▶ [Exercise instructions]: Type out the complete listing below word for word, without its pictures.

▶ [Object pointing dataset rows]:

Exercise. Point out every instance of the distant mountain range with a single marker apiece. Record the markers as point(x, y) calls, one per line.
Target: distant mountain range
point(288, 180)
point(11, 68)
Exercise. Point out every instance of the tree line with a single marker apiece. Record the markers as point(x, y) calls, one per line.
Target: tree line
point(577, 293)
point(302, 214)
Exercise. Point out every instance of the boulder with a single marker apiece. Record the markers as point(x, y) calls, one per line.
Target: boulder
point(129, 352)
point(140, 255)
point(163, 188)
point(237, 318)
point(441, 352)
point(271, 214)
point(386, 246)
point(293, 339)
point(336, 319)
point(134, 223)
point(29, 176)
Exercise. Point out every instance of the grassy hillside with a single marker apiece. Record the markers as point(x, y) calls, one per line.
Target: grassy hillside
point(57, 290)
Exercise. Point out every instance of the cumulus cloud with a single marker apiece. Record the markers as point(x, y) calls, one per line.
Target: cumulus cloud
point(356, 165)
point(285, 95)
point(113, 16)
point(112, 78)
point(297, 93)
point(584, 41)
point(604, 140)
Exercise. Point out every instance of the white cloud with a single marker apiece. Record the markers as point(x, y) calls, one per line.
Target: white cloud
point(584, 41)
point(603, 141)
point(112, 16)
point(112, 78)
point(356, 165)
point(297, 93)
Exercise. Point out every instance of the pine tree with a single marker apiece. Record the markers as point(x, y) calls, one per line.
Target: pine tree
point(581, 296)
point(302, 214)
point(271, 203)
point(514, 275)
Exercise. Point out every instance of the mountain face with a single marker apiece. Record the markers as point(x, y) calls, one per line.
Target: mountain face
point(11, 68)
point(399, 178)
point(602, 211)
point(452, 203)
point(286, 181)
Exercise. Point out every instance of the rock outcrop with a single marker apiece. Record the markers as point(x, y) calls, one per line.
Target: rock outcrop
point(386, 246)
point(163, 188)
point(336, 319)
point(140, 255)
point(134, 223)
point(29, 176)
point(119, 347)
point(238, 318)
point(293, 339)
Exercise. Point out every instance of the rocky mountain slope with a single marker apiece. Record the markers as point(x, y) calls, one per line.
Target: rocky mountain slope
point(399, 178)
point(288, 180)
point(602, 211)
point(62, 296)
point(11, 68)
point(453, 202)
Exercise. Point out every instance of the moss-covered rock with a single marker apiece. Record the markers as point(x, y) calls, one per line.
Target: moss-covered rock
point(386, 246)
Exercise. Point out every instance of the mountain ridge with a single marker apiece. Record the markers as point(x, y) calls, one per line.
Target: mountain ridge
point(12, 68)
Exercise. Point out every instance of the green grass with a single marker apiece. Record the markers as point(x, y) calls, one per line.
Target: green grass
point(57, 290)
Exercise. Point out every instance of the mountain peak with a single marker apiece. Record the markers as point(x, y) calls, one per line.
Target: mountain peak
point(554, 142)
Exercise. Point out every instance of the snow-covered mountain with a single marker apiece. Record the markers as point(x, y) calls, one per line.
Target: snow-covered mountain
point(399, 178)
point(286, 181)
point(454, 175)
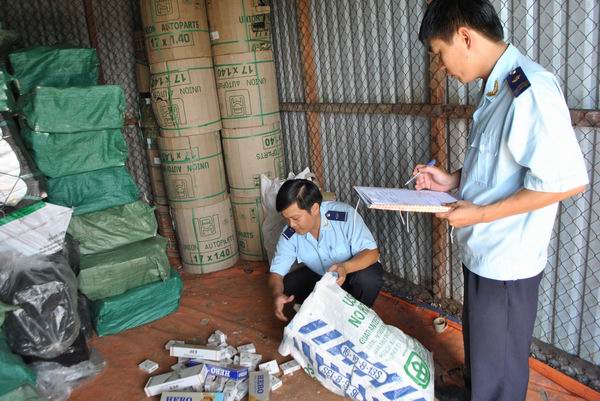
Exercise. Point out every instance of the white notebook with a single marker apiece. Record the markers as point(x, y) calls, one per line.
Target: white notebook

▶ [Task output]:
Exercise. Point out every instance of the distant mountain range with a single marker apiece. Record the markers as point(x, y) calls, one per line.
Target: distant mountain range
point(288, 180)
point(11, 68)
Exercise. Point out every instance of the tree line with a single marker apiece. Record the markers as point(x, y) calls, one per line.
Target: tree line
point(577, 293)
point(302, 214)
Exercise. Point out every instance of the boulder with a single marker apiece. Record the markers as point(x, y) calls, one per line.
Target: boulder
point(129, 352)
point(140, 255)
point(163, 188)
point(237, 318)
point(441, 352)
point(271, 214)
point(386, 246)
point(293, 339)
point(336, 319)
point(134, 223)
point(29, 176)
Exercise. Point out every instance of the grassy hillside with a single marker apiece. Record the markers as point(x, y) calls, one per line.
Target: grassy hillside
point(57, 290)
Exercise. Point out every instance of the cumulus cloud with a single marker apiece. Record the markers as point(x, y) calls, one per line.
Target: cumulus cloud
point(356, 165)
point(285, 95)
point(113, 16)
point(112, 78)
point(297, 93)
point(584, 41)
point(604, 140)
Exercise. Point out every instance of the white cloud with a single marker apiece. Record the markers as point(x, y) calls, one per line.
Target: white cloud
point(584, 41)
point(603, 141)
point(112, 16)
point(112, 78)
point(356, 165)
point(297, 93)
Exercise. Point out every instance of the pine tree with a single marker apiece. Record the markers as point(x, y) calls, one per line.
Target: pine tree
point(581, 296)
point(302, 214)
point(271, 203)
point(514, 275)
Exercise. Point out every instance of the mountain face with a single marker apiece. Record the markers as point(x, y) calls, one per line.
Target: mountain face
point(11, 68)
point(399, 178)
point(602, 211)
point(452, 203)
point(286, 181)
Exercise. Point out every instance of the rock outcrop with a single marker apiece. Record the markers as point(x, y) calls, one per line.
Target: rock outcrop
point(386, 246)
point(163, 188)
point(336, 319)
point(140, 255)
point(134, 223)
point(29, 176)
point(119, 347)
point(238, 318)
point(293, 339)
Exercise. Point out every instance of the rocky mountain slope with a single marker apiece. Record the markers as point(x, y) calls, one per line.
Target: rocky mountain slope
point(399, 178)
point(288, 180)
point(602, 211)
point(62, 296)
point(11, 68)
point(453, 202)
Exercise. Point out every instance of the moss-covered rock with a single marker apiece. Record the markers as point(x, y) calls, one per line.
Target: moss-covered rock
point(386, 246)
Exercise. Point out every instance of the mountain ridge with a single marker apiece. Record the markers as point(x, y) calls, one per line.
Target: mountain ridge
point(12, 68)
Exercise. Point out every instance of the green grass with a single marker apiece. Record the markers as point(x, y) calls, one per line.
Target: green grass
point(57, 290)
Exercise. Point out every instance of the mountain peak with a single marker apiece. Record the markers as point(x, y) calls, one per line.
Target: mountain peak
point(554, 142)
Exercise. Point out every instance of the snow-covered mountain with a single marker apiece. Record the markers as point(x, y) calls, one per line.
Target: snow-covered mountain
point(399, 178)
point(286, 181)
point(454, 175)
Exercise. Point out every instance of the white notebook with a single marker apiece. Record the markers as point(x, y) calls, one per line.
Target: white notebook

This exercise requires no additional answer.